OBJECTIVE:
Copy the line containing "Query: camera shutter logo", then all lines after it up to and including the final line of the material, exactly and without additions.

TASK DATA:
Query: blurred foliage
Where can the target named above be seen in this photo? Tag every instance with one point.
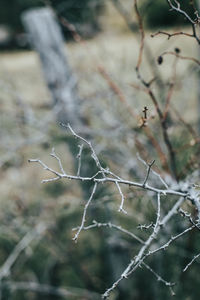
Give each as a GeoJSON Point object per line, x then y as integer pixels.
{"type": "Point", "coordinates": [75, 11]}
{"type": "Point", "coordinates": [156, 13]}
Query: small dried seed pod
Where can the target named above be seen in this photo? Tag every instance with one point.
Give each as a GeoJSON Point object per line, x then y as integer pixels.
{"type": "Point", "coordinates": [177, 50]}
{"type": "Point", "coordinates": [160, 60]}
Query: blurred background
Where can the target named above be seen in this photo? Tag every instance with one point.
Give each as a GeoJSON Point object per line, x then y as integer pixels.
{"type": "Point", "coordinates": [101, 47]}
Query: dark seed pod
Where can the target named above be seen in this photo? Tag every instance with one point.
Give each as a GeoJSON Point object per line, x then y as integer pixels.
{"type": "Point", "coordinates": [177, 50]}
{"type": "Point", "coordinates": [160, 60]}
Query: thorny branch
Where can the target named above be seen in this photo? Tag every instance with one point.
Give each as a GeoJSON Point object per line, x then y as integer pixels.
{"type": "Point", "coordinates": [104, 175]}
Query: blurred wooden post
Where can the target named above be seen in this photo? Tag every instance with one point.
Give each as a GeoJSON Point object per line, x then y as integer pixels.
{"type": "Point", "coordinates": [46, 38]}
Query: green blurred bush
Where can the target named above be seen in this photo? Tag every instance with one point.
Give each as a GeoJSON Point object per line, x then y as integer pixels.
{"type": "Point", "coordinates": [76, 11]}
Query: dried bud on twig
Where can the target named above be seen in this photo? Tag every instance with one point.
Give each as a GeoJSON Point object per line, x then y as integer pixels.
{"type": "Point", "coordinates": [160, 60]}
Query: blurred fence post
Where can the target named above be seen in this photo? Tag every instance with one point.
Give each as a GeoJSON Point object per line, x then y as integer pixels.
{"type": "Point", "coordinates": [46, 38]}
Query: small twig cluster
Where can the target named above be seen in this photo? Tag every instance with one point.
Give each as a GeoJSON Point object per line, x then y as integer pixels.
{"type": "Point", "coordinates": [104, 175]}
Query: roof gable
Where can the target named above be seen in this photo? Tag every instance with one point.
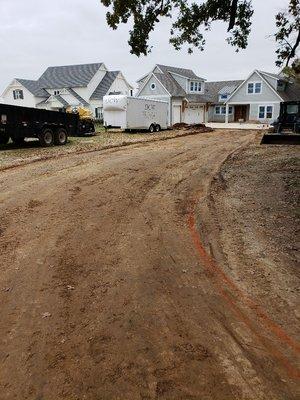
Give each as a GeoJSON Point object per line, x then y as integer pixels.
{"type": "Point", "coordinates": [186, 73]}
{"type": "Point", "coordinates": [68, 76]}
{"type": "Point", "coordinates": [33, 87]}
{"type": "Point", "coordinates": [252, 78]}
{"type": "Point", "coordinates": [214, 89]}
{"type": "Point", "coordinates": [103, 87]}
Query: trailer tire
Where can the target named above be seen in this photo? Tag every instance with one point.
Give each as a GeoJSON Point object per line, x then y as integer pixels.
{"type": "Point", "coordinates": [46, 138]}
{"type": "Point", "coordinates": [4, 138]}
{"type": "Point", "coordinates": [18, 141]}
{"type": "Point", "coordinates": [151, 129]}
{"type": "Point", "coordinates": [60, 137]}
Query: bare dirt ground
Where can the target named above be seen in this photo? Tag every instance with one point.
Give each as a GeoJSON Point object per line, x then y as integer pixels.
{"type": "Point", "coordinates": [162, 270]}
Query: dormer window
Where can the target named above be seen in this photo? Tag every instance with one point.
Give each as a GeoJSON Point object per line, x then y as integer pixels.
{"type": "Point", "coordinates": [195, 86]}
{"type": "Point", "coordinates": [280, 85]}
{"type": "Point", "coordinates": [254, 88]}
{"type": "Point", "coordinates": [18, 94]}
{"type": "Point", "coordinates": [223, 97]}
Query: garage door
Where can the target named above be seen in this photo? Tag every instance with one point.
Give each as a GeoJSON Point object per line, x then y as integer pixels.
{"type": "Point", "coordinates": [194, 115]}
{"type": "Point", "coordinates": [176, 115]}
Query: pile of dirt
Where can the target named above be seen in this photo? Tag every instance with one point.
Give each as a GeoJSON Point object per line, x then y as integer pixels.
{"type": "Point", "coordinates": [193, 127]}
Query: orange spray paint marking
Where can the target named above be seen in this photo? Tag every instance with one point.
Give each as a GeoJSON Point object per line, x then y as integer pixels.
{"type": "Point", "coordinates": [211, 265]}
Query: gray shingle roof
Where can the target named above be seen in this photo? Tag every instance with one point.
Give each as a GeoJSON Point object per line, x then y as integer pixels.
{"type": "Point", "coordinates": [79, 98]}
{"type": "Point", "coordinates": [170, 84]}
{"type": "Point", "coordinates": [228, 89]}
{"type": "Point", "coordinates": [198, 98]}
{"type": "Point", "coordinates": [275, 76]}
{"type": "Point", "coordinates": [62, 100]}
{"type": "Point", "coordinates": [104, 85]}
{"type": "Point", "coordinates": [68, 76]}
{"type": "Point", "coordinates": [213, 89]}
{"type": "Point", "coordinates": [33, 87]}
{"type": "Point", "coordinates": [188, 73]}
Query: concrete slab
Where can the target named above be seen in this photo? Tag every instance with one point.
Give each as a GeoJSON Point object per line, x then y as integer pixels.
{"type": "Point", "coordinates": [236, 125]}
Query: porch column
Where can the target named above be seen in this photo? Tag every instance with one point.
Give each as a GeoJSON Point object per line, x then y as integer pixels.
{"type": "Point", "coordinates": [227, 114]}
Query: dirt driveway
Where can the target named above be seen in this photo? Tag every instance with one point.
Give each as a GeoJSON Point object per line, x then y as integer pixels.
{"type": "Point", "coordinates": [155, 271]}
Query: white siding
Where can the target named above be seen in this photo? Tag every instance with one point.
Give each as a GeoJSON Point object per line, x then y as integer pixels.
{"type": "Point", "coordinates": [29, 99]}
{"type": "Point", "coordinates": [242, 97]}
{"type": "Point", "coordinates": [120, 85]}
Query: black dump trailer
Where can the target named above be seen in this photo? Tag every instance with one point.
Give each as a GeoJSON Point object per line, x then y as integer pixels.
{"type": "Point", "coordinates": [286, 129]}
{"type": "Point", "coordinates": [50, 127]}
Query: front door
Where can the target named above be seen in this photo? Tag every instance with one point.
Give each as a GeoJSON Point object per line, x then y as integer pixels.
{"type": "Point", "coordinates": [240, 112]}
{"type": "Point", "coordinates": [176, 115]}
{"type": "Point", "coordinates": [194, 115]}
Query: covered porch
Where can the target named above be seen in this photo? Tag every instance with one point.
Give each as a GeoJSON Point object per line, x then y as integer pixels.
{"type": "Point", "coordinates": [241, 113]}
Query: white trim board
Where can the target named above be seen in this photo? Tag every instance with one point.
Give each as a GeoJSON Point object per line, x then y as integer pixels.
{"type": "Point", "coordinates": [261, 76]}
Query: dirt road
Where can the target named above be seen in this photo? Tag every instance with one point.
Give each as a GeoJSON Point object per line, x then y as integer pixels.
{"type": "Point", "coordinates": [157, 271]}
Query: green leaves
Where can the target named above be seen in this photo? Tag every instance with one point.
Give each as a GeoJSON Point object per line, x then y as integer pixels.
{"type": "Point", "coordinates": [193, 18]}
{"type": "Point", "coordinates": [288, 34]}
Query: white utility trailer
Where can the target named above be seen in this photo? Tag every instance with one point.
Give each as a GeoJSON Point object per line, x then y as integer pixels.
{"type": "Point", "coordinates": [135, 113]}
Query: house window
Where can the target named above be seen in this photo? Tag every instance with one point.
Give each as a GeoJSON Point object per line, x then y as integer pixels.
{"type": "Point", "coordinates": [223, 96]}
{"type": "Point", "coordinates": [18, 94]}
{"type": "Point", "coordinates": [195, 86]}
{"type": "Point", "coordinates": [221, 110]}
{"type": "Point", "coordinates": [265, 112]}
{"type": "Point", "coordinates": [254, 87]}
{"type": "Point", "coordinates": [99, 113]}
{"type": "Point", "coordinates": [257, 87]}
{"type": "Point", "coordinates": [292, 109]}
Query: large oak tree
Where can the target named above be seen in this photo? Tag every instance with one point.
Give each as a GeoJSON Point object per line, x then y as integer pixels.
{"type": "Point", "coordinates": [192, 18]}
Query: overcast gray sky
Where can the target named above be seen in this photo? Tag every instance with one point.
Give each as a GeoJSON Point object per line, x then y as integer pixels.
{"type": "Point", "coordinates": [35, 34]}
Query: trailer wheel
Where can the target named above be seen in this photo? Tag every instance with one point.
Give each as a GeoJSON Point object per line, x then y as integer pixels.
{"type": "Point", "coordinates": [46, 138]}
{"type": "Point", "coordinates": [152, 128]}
{"type": "Point", "coordinates": [4, 138]}
{"type": "Point", "coordinates": [18, 141]}
{"type": "Point", "coordinates": [61, 137]}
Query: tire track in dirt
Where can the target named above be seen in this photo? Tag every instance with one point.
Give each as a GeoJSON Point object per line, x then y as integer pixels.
{"type": "Point", "coordinates": [236, 298]}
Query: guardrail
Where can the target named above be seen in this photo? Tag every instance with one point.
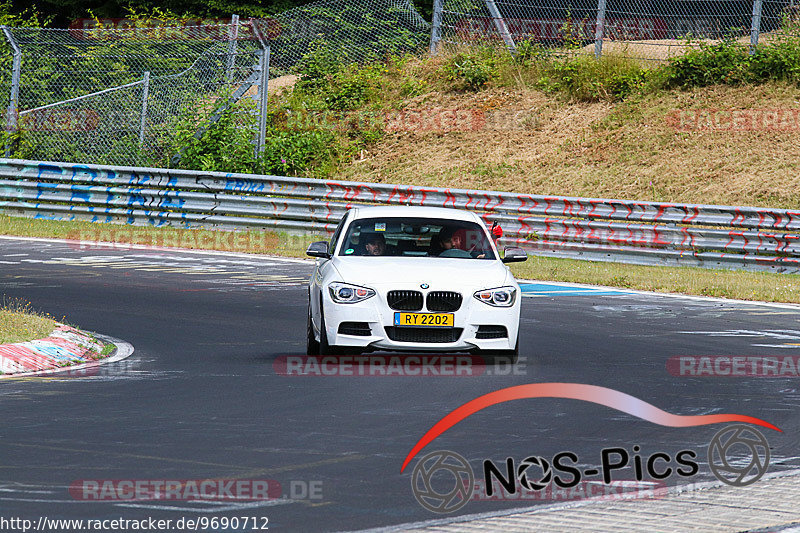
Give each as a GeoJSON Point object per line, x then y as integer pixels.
{"type": "Point", "coordinates": [586, 228]}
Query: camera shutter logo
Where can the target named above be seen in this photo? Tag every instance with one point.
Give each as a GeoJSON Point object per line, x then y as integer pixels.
{"type": "Point", "coordinates": [522, 473]}
{"type": "Point", "coordinates": [458, 482]}
{"type": "Point", "coordinates": [738, 455]}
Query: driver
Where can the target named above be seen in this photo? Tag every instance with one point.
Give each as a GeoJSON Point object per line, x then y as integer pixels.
{"type": "Point", "coordinates": [375, 244]}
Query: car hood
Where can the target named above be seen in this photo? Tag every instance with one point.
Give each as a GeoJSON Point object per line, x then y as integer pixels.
{"type": "Point", "coordinates": [410, 272]}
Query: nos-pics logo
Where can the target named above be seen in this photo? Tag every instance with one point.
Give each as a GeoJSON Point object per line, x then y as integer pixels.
{"type": "Point", "coordinates": [443, 481]}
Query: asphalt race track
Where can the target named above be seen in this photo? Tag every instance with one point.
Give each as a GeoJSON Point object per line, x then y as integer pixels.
{"type": "Point", "coordinates": [200, 397]}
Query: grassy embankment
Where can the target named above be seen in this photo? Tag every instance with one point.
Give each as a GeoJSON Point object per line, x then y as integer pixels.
{"type": "Point", "coordinates": [543, 124]}
{"type": "Point", "coordinates": [20, 323]}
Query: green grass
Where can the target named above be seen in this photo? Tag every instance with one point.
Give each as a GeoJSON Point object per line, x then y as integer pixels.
{"type": "Point", "coordinates": [20, 323]}
{"type": "Point", "coordinates": [734, 284]}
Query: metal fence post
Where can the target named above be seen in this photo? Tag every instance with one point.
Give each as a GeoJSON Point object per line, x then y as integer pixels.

WRITTEN RESPONSE:
Query: camera shutter logo
Where can the target named above be seen in this photo? Tag every instance with one point.
Give each as a GeoJSON Point object per line, x then y as integer pixels.
{"type": "Point", "coordinates": [522, 473]}
{"type": "Point", "coordinates": [458, 482]}
{"type": "Point", "coordinates": [738, 455]}
Query: driver
Where can the target named above be seen in this photo? Tag every instance with one point.
Give each as a GeoJSON Point object per line, x then y as integer pixels.
{"type": "Point", "coordinates": [375, 244]}
Query: car hood
Where can the target named above be seen in this photo? Tag every instance with one point.
Give each as a GeoJSON Point object per line, x then y as integer pixels.
{"type": "Point", "coordinates": [410, 272]}
Query: nos-pics logo
Where can the target named above be seen in this photo? Tag every instance with one point.
Give each as a GeoJSON Point object per line, x then y as integer pixels.
{"type": "Point", "coordinates": [443, 481]}
Query: asphalt race track
Where can the target named above be seen in this photo? Tag every instance with one point.
Give each as a GeoJSON Point object per line, x then y as integer pixels.
{"type": "Point", "coordinates": [200, 397]}
Query: grassy embankment
Where can the target named above be seen in this photo? Tag every instance with one point.
Give each as a GeoJSON Point object per line, x then y as integer pixels.
{"type": "Point", "coordinates": [543, 124]}
{"type": "Point", "coordinates": [20, 323]}
Query: green grass
Where can the target named above be seen in this photo? Tag every instance with one point.
Give each as a GeoJSON Point object per line, x then y as integer pixels.
{"type": "Point", "coordinates": [20, 323]}
{"type": "Point", "coordinates": [734, 284]}
Query: metal fence post
Where can the target named above be seen in this photo? Tag every instance with one point.
Give each as a GeoJSON Point object per line, x then y as integer pixels.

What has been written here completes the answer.